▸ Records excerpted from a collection
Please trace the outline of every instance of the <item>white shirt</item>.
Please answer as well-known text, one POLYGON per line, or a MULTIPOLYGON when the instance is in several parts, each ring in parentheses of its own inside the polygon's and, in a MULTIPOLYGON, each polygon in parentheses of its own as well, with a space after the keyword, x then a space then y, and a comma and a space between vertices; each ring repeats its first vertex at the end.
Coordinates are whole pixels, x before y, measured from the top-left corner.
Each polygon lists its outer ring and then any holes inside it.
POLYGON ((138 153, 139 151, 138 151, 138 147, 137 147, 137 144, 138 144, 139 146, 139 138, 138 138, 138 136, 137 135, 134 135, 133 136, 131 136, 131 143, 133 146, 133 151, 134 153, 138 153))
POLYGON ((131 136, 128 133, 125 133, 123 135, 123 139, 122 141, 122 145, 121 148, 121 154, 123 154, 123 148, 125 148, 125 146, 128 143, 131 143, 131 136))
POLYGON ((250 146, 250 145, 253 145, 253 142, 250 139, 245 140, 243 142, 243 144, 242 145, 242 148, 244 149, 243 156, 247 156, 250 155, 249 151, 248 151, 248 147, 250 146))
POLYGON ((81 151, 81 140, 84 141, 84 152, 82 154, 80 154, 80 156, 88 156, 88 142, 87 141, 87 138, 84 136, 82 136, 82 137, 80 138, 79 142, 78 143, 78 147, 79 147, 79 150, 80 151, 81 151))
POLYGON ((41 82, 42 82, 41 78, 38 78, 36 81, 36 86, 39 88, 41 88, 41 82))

▸ YOUR OBJECTIVE
Reproduce word for word everything from the start of the data down through the line containing "POLYGON ((250 146, 250", both ends included.

▸ OUTPUT FOR THIS EXERCISE
Please trace the outline of every instance of the <item>white shirt</item>.
Please answer as well-known text, one POLYGON per line, or a MULTIPOLYGON when the instance is in several parts, each ring in parentheses of its own inside the polygon's and, in a MULTIPOLYGON, each polygon in parentheses of its own as well, with a space after the keyword, x then a space then y, and a comma and a space between vertices; each ring repeats its first vertex at the end.
Coordinates are whole pixels, x before y, measured from the top-left corner.
Each polygon lists its outer ring and then any holes inside it.
POLYGON ((138 153, 139 151, 138 151, 138 147, 137 147, 137 144, 138 144, 139 146, 139 138, 138 138, 138 136, 137 135, 134 135, 133 136, 131 136, 131 143, 133 146, 133 151, 134 153, 138 153))
POLYGON ((131 136, 128 133, 125 133, 123 135, 123 139, 122 141, 122 145, 121 148, 121 154, 123 154, 123 148, 125 148, 125 146, 128 143, 131 143, 131 136))
POLYGON ((250 146, 250 145, 253 145, 253 142, 250 139, 245 140, 243 142, 243 144, 242 145, 242 148, 244 149, 243 156, 247 156, 250 155, 249 151, 248 151, 248 147, 250 146))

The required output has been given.